## [Указания]
1. Переведите на английский язык предложение «Примечательно, что у нас были хорошие учителя.» из текста о военной журналистике.
2. Перепечатайте строки листинга, начиная со строки, содержащей «In the photo above, where can the corrugated», и до конца листинга включительно.

Кроме политических органов, нами никто не интересовался и в грош нас не ставил. Были среди нас обласканные начальством, этакие рабы, приближенные ко двору. Но раб, одетый в золото и парчу, не перестает быть рабом. Лично у меня хватало мозгов всегда помнить об этом. И мечтать о свободе. (Которой, как оказалось, в нашей стране не было, нет и быть не может.)

Мы были хорошими рабами. У нас было прекрасное образование (я до сих пор считаю журналистское образование Львовского высшего военно-политического училища одним из лучших в СССР). Нас было много. В Советской Армии и ВМФ издавалось 23 окружные и флотские газет, около 20 ежемесячных журналов, огромное количество армейских и дивизионных газет (в одной только Группе советских войск в Германии -- 22 наименования). В Пограничных войсках КГБ издавалось 10 газет пограничных округов. Плюс газеты Внутренних войск.

Мы были нужны -- для оболванивания солдат и матросов в духе идеологии правящей партии.

Примечательно, что у нас были хорошие учителя. Нас не учили врать. Нас учили не говорить ВСЮ правду.

Могла ли военная печать способствовать открытости армии перед обществом? Ни в коем случае, потому что такой задачи перед ней никогда не стояло. Разве что случайно это получалось. Помню, как Боря Глезденев, замечательный журналист, погибший в Афганистане, рассказывал о том, что первые репортажи из Афгана изобиловали фразами типа "В Среднеазиатском военном округе прошли учения... После взрыва учебного снаряда были слышны стоны раненых..."

В первое время афганских событий церберы из военной цензуры не поспевали уследить за всем, и правда иногда прорывалась на страницы газет. Но это -- случайность, а не закономерность. Можно найти аналогию и с чеченской (первой) войной. Во вторую уже было создано "Совинформбюро" с "куратором" Ястржембским.

Впервые попытку осмыслить положение военной журналистики в системе СМИ СССР предприняли полковники-журналисты Олег Сарин и Мадин Чачух. С последним мы общались неоднократно, в том числе во время его работы над книгой. Мадин Юсуфович уже тогда говорил мне о многих нестыковках положений тогдашнего закона о печати c реалиями будней военных журналистов. В книге Сарина и Чачуха были собраны документы, регламентирующие деятельность военных журналистов. Основной из них -- положение о редакции военного округа (флота), введенное директивой Главного политуправления СА и ВФМ в 1986 году. (С тех пор вроде бы ничего нового так и не появилось, хотя попыток было несколько.)

Главная задача военной прессы состояла в "пропаганде марксистско-ленинской теории, политики Коммунистической партии, решений ЦК КПСС, военной присяги и уставов...".

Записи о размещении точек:
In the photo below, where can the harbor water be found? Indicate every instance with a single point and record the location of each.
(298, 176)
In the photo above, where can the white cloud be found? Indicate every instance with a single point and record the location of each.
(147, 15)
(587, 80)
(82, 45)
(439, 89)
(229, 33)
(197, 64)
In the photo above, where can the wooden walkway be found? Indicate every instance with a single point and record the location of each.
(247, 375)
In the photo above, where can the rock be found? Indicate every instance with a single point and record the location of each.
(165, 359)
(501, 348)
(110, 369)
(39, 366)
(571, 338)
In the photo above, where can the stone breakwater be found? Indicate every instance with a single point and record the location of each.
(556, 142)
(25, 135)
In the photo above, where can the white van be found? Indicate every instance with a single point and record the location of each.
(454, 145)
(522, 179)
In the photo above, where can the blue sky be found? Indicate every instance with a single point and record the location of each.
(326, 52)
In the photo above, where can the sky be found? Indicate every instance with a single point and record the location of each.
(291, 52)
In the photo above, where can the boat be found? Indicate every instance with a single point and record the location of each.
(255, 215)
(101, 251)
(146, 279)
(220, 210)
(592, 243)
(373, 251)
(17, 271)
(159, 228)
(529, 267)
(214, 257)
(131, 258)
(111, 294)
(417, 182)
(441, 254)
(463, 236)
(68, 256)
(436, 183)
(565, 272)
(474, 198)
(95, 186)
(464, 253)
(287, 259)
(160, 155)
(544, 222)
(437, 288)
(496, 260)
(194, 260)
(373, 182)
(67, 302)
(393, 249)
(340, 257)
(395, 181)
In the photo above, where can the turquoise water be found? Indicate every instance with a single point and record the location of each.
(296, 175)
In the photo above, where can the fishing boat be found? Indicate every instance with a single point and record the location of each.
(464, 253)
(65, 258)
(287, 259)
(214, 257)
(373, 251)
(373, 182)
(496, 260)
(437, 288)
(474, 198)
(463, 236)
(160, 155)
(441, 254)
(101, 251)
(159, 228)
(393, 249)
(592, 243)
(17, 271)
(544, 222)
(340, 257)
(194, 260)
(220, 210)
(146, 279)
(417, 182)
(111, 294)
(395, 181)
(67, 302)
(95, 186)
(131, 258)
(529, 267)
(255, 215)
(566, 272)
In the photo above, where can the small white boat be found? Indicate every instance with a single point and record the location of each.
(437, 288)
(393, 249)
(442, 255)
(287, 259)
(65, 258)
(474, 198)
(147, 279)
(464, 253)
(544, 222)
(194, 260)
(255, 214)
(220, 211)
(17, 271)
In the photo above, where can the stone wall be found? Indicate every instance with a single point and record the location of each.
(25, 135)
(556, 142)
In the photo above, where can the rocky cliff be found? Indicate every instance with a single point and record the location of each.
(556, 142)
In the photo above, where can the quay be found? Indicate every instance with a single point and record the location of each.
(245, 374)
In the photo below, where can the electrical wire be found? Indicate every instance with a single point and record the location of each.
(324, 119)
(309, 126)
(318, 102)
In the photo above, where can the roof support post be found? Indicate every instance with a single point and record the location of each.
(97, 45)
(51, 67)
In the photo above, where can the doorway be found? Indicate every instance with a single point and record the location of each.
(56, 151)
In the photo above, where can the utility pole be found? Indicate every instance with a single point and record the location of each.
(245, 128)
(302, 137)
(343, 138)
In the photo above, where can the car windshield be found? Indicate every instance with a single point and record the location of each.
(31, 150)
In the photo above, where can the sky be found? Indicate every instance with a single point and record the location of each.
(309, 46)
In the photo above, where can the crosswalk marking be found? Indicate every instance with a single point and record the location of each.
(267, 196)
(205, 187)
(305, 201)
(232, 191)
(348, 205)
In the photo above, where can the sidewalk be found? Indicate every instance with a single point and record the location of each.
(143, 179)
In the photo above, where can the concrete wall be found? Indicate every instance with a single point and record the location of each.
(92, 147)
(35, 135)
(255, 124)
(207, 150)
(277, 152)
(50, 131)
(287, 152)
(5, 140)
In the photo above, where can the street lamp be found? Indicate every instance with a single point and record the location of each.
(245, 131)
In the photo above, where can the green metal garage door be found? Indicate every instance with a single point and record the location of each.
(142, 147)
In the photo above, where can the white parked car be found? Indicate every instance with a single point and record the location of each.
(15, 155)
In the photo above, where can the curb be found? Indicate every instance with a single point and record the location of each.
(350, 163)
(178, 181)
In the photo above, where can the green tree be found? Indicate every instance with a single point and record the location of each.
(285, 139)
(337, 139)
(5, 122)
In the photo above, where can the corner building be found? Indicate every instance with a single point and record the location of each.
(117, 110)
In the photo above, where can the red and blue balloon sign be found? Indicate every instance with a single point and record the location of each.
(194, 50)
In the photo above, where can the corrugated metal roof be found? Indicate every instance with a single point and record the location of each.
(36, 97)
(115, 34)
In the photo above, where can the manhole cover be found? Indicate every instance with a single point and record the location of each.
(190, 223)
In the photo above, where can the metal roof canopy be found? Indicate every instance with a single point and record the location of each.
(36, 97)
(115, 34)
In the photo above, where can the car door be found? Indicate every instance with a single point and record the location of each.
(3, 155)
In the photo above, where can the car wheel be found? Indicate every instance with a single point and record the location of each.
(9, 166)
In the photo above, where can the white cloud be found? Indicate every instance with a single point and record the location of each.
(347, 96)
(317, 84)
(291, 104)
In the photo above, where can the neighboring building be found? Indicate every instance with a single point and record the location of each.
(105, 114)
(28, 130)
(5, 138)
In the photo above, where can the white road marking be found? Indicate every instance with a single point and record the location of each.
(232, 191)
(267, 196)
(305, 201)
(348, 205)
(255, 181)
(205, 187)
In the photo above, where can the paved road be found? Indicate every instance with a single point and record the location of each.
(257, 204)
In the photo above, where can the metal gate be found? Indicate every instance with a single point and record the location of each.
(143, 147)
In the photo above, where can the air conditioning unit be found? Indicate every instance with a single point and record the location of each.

## [Ответы к заданиям]
1. Notably, we had good teachers.

2.
In the photo above, where can the corrugated metal roof be found? Indicate every instance with a single point and record the location of each.
(36, 97)
(115, 34)
In the photo above, where can the manhole cover be found? Indicate every instance with a single point and record the location of each.
(190, 223)
In the photo above, where can the metal roof canopy be found? Indicate every instance with a single point and record the location of each.
(36, 97)
(115, 34)
In the photo above, where can the car door be found? Indicate every instance with a single point and record the location of each.
(3, 155)
In the photo above, where can the car wheel be found? Indicate every instance with a single point and record the location of each.
(9, 166)
In the photo above, where can the white cloud be found? Indicate every instance with a single point and record the location of each.
(347, 96)
(317, 84)
(291, 104)
In the photo above, where can the neighboring building be found? Indicate every instance with a single point and record the location of each.
(105, 114)
(28, 130)
(5, 138)
In the photo above, where can the white road marking be found? Indicate every instance with a single point and record the location of each.
(232, 191)
(267, 196)
(305, 201)
(348, 205)
(255, 181)
(205, 187)
In the photo above, where can the paved road be found? Indicate every instance with a single point and record the location of each.
(257, 204)
In the photo above, where can the metal gate be found? Indicate every instance with a single point and record the location of each.
(143, 147)
In the photo above, where can the air conditioning unit be found? Indicate every instance with a single point and record the location of each.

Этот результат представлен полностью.